# TASK PROMPT
Would you count the lines in the material below that include the string "notebook"? Only the number is needed.

# PROVIDED DATA
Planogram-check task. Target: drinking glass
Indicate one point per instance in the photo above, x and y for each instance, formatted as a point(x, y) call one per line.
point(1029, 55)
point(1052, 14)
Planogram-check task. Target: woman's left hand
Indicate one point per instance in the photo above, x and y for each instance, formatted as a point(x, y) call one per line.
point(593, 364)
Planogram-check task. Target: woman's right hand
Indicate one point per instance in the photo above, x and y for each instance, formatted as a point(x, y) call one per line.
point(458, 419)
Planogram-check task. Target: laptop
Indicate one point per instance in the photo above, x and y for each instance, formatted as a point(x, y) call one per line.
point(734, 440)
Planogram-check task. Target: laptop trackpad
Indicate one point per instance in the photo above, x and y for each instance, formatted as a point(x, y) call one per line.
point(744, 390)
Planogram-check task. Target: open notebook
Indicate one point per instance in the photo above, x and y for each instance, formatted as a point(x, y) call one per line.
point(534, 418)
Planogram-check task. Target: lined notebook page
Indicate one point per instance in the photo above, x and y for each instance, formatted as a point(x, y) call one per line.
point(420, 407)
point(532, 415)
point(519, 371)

--

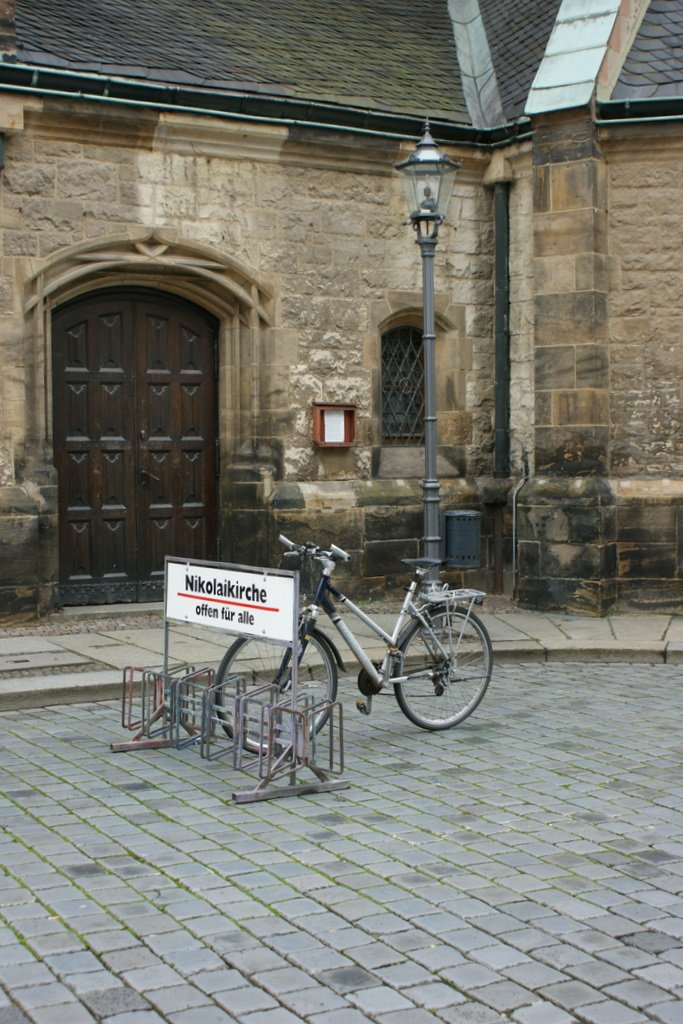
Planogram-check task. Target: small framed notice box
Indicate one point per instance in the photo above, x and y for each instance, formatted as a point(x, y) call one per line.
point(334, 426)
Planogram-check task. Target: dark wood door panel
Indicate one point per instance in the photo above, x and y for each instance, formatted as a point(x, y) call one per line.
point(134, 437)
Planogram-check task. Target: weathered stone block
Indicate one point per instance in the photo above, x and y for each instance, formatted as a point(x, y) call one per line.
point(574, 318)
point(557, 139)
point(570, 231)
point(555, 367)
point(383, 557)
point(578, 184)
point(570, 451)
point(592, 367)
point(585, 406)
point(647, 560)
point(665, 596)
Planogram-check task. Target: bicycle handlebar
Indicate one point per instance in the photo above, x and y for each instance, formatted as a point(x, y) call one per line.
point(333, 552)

# FINAL ANSWER
2